'''
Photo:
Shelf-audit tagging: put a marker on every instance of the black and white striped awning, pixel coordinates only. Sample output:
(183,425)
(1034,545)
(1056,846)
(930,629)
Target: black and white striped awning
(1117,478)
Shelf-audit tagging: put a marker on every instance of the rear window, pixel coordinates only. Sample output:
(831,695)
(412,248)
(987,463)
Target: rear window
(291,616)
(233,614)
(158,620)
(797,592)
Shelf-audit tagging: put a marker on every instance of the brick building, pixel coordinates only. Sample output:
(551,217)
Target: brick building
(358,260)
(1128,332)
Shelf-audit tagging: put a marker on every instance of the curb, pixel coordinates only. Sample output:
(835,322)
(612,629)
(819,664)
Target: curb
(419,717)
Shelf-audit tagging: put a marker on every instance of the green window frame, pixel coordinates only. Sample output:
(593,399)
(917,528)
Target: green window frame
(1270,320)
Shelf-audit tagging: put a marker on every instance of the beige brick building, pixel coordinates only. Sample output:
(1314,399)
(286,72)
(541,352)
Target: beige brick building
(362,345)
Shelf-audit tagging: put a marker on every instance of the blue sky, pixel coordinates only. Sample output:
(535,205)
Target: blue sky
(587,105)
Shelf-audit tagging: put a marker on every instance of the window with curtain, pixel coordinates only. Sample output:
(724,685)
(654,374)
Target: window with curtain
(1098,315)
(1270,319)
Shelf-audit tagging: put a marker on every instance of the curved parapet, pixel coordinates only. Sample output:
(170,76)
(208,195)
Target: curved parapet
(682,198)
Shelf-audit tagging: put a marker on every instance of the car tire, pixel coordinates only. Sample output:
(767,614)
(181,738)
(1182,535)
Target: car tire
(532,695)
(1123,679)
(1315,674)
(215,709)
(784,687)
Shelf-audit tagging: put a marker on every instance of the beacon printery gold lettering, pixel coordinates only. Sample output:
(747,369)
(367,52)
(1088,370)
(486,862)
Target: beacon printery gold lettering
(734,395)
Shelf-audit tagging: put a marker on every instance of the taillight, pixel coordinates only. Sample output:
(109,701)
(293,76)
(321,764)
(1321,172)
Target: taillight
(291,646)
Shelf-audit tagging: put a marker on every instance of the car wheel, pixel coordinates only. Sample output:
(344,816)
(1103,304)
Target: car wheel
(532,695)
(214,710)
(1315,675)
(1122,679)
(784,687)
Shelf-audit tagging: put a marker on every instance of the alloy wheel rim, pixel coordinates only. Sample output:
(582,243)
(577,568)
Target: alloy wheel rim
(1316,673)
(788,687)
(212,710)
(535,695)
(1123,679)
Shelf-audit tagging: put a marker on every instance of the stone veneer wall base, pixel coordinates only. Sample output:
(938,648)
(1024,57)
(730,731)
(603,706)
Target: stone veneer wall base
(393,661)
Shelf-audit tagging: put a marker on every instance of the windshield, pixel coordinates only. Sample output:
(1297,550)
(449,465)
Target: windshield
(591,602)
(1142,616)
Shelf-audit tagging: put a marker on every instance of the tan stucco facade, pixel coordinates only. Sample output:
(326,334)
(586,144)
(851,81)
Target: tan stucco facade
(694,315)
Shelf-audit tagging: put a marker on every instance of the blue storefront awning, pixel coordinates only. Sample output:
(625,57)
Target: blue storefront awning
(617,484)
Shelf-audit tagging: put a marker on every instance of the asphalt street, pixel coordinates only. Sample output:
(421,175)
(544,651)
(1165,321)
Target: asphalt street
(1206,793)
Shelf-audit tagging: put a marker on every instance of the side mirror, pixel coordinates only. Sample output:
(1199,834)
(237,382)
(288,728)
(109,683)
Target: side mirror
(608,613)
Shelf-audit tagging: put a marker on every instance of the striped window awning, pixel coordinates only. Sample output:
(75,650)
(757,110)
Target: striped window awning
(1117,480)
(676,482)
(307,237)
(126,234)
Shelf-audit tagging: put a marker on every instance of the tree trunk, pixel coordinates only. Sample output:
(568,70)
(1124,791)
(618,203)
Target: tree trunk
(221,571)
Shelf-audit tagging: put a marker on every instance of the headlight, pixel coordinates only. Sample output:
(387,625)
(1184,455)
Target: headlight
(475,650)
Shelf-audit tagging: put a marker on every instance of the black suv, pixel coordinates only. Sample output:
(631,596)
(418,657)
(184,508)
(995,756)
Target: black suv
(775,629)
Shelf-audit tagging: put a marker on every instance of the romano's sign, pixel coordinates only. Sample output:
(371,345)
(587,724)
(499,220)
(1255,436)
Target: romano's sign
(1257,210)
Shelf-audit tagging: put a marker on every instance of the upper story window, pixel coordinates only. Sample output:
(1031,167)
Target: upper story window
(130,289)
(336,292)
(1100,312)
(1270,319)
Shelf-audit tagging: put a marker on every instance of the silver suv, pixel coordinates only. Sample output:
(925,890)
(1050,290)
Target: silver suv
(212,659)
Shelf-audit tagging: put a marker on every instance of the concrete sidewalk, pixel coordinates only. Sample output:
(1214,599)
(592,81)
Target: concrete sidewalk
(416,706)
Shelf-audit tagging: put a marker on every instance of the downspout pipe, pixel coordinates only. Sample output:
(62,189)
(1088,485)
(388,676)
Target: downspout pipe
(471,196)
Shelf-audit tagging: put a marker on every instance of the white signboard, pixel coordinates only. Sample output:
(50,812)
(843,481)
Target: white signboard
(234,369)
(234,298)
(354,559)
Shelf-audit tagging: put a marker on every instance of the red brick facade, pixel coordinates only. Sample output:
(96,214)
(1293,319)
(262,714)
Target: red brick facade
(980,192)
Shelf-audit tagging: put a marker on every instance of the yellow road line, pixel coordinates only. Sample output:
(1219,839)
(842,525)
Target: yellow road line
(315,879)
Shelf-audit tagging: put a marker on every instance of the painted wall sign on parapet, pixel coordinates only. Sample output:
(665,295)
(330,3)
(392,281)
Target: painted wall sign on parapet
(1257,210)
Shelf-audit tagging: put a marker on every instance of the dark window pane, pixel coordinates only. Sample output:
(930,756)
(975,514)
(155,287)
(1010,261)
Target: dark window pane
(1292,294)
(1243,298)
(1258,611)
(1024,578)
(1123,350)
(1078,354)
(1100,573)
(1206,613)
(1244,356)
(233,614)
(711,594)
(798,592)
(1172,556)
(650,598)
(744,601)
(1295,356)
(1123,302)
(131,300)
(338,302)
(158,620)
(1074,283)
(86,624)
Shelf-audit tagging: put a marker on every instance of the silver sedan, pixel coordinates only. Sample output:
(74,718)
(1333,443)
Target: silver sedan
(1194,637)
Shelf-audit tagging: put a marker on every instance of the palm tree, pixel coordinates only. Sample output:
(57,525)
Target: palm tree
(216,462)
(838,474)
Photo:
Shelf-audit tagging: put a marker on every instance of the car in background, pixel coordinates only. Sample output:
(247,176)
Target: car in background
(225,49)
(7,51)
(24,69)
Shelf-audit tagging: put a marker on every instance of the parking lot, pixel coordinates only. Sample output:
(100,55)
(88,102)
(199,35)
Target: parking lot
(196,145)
'''
◆ **WHAT YOU ARE ASKED TO DO**:
Each entry must be reproduced verbatim.

◆ **SOLUTION TO THE PROBLEM**:
Photo:
Shelf-audit tagging: put a marker on every instance of the black and white striped awning, pixel coordinates only. Sample output:
(183,425)
(1034,545)
(1056,846)
(930,629)
Target: black and white striped awning
(1117,478)
Shelf-audit tagging: put a marker on every instance of the rear window, pixel coordinates only. Sample output:
(831,695)
(412,248)
(987,463)
Target: rear window
(291,616)
(233,614)
(158,620)
(797,592)
Shelf-audit tagging: put a marker on every instance of the brick building, pixel coordinates only. Sample output:
(551,217)
Target: brick building
(358,260)
(1128,332)
Shelf-audit tagging: put a marker on every instance of the curb, pixel coordinates only. Sample output:
(835,322)
(612,629)
(819,664)
Target: curb
(419,717)
Shelf-audit tagging: put a marker on every instance of the green window frame, pixel coordinates only. Sample output:
(593,399)
(917,528)
Target: green window frame
(1270,320)
Shelf-audit tagging: put a marker on every instance of the beige brick building, pixel coordinates only. Sample output:
(1314,399)
(286,72)
(541,352)
Target: beige brick building
(362,345)
Shelf-audit tagging: put a marker on every instance of the blue sky, pixel coordinates only. Sample output:
(535,205)
Target: blue sky
(587,105)
Shelf-audit tagging: put a marker on every instance of the window with curtain, pixel coordinates only. Sample output:
(724,685)
(654,374)
Target: window with curtain
(1098,315)
(1270,319)
Shelf-audit tagging: put a marker on every instance of the curved parapet, pixel coordinates only. Sample output:
(170,76)
(208,195)
Target: curved parapet
(682,198)
Shelf-audit tagging: put a marker on every instance of the car tire, pixel coordinates only. Sample output:
(767,614)
(181,738)
(1182,535)
Target: car tire
(532,695)
(1123,679)
(1315,674)
(215,709)
(784,687)
Shelf-audit tagging: put a marker on every instance of the beacon printery gold lettering, pixel coordinates only. Sample output:
(747,369)
(367,52)
(1088,370)
(486,862)
Target: beacon printery gold lettering
(734,395)
Shelf-audit tagging: put a marker on every instance of the taillight, pixel coordinates only. Sample output:
(109,701)
(293,76)
(321,764)
(1321,172)
Target: taillight
(291,646)
Shelf-audit tagging: put a marker on every instance of the car wheel, pixel coordinates only. Sample output:
(344,816)
(1103,304)
Target: car wheel
(532,695)
(214,710)
(1315,675)
(1122,679)
(784,687)
Shelf-audit tagging: put a marker on every instance of the alloy wheel rim, pixel coordinates only. Sample output:
(582,243)
(577,568)
Target: alloy wheel rim
(1316,673)
(788,687)
(212,710)
(535,695)
(1123,679)
Shelf-audit tagging: put a marker on every instance of the stone veneer wall base, pixel coordinates only. Sample output:
(938,648)
(1024,57)
(730,731)
(603,706)
Target: stone veneer wall base
(393,661)
Shelf-audit tagging: put a marker on every instance of the windshield, pixel coordinates only. Sample output:
(1297,550)
(449,465)
Target: windshield
(591,602)
(1142,616)
Shelf-audit tagging: put a marker on every instance of the tan stucco facade, pixel coordinates only. Sample output:
(326,334)
(586,144)
(851,81)
Target: tan stucco facade
(694,315)
Shelf-audit tagging: put a marker on every instance of the blue storefront awning, pixel coordinates only. Sample output:
(625,57)
Target: blue storefront awning
(617,484)
Shelf-audit tagging: put a marker on every instance of the asphalt street, pixel coordinates only. Sample output:
(421,175)
(544,651)
(1165,321)
Target: asphalt street
(1206,793)
Shelf-audit tagging: put a marker on every instance of the side mirror, pixel coordinates only. Sample output:
(1199,834)
(237,382)
(288,728)
(109,683)
Target: side mirror
(608,613)
Shelf-audit tagging: put a marker on every instance of the striped window awning, pixel coordinates only. Sample output:
(75,650)
(757,110)
Target: striped window awning
(1117,480)
(676,482)
(307,237)
(126,234)
Shelf-audit tagging: put a marker on every instance of the tree trunk, pixel coordinates only. Sample output:
(568,70)
(1124,791)
(618,203)
Target: tree trunk
(221,571)
Shelf-audit tagging: put a marker on every instance of the headlight, pixel coordinates only. Sample output:
(387,625)
(1184,455)
Target: headlight
(475,650)
Shelf-audit tagging: put a marker on every instance of the black suv, pixel coordinates only. Sample output:
(631,596)
(418,657)
(184,508)
(995,756)
Target: black suv
(775,629)
Shelf-audit tagging: put a marker on every instance of the romano's sign, pixel coordinates only. Sample output:
(371,345)
(587,724)
(499,220)
(1255,436)
Target: romano's sign
(1257,210)
Shelf-audit tagging: put a marker on every instance of the upper story window, pixel coordinates only. Sample output:
(1031,167)
Target: upper story window
(130,289)
(336,292)
(1100,312)
(1270,319)
Shelf-audit tagging: put a marker on every instance of the silver suv, pixel coordinates only. Sample output:
(925,890)
(1050,290)
Target: silver suv
(212,659)
Shelf-audit tagging: put a marker on every instance of the concrete sidewalk, pixel coordinates only. Sample output:
(1214,599)
(592,81)
Target: concrete sidewalk
(416,706)
Shelf-audit tagging: put a marker on every instance of the downspout pipe, pixel coordinates only. Sample output:
(62,189)
(1088,485)
(388,676)
Target: downspout pipe
(471,196)
Shelf-audit tagging: put a marker on every instance of the white signboard, pixel coordinates only. Sample output:
(50,812)
(843,481)
Target: white signboard
(234,369)
(234,298)
(354,559)
Shelf-audit tagging: put a marker on every instance of the red brick facade, pixel coordinates only. Sample output:
(96,214)
(1293,319)
(262,714)
Target: red brick facade
(980,192)
Shelf-audit tagging: put a marker on every instance of the yellow road line, pixel coordinates only. Sample output:
(1219,839)
(842,525)
Target: yellow road line
(315,879)
Shelf-audit tagging: put a marker on every instance of the painted wall sign on parapet, pixel coordinates only. Sample output:
(665,295)
(330,3)
(392,281)
Target: painted wall sign on parapet
(1257,210)
Shelf-audit tagging: put a marker on every instance of the dark window pane, pixel coordinates only. Sample output:
(930,756)
(975,514)
(155,287)
(1010,261)
Target: dark window pane
(1292,294)
(1243,298)
(1258,611)
(1024,578)
(1123,350)
(1078,354)
(1100,573)
(1206,613)
(1244,356)
(233,614)
(711,594)
(798,592)
(1172,556)
(650,598)
(744,601)
(1295,356)
(1123,302)
(131,300)
(338,302)
(158,620)
(1074,283)
(86,624)
Shelf-audit tagging: put a marker on every instance of the silver sedan, pixel coordinates only. Sample output:
(74,718)
(1333,443)
Target: silver sedan
(1194,637)
Shelf-audit tagging: put a marker on every instance of the palm tree, pixel coordinates only. Sample output:
(57,525)
Target: palm tree
(216,462)
(838,474)
Photo:
Shelf-audit tagging: put a marker on every instance of the car in background, pixel coordinates only. Sample output:
(247,176)
Target: car in background
(225,49)
(7,51)
(24,69)
Shelf-audit tagging: put a marker on every instance of the parking lot, pixel coordinates only. Sample output:
(100,55)
(88,102)
(199,35)
Target: parking lot
(196,145)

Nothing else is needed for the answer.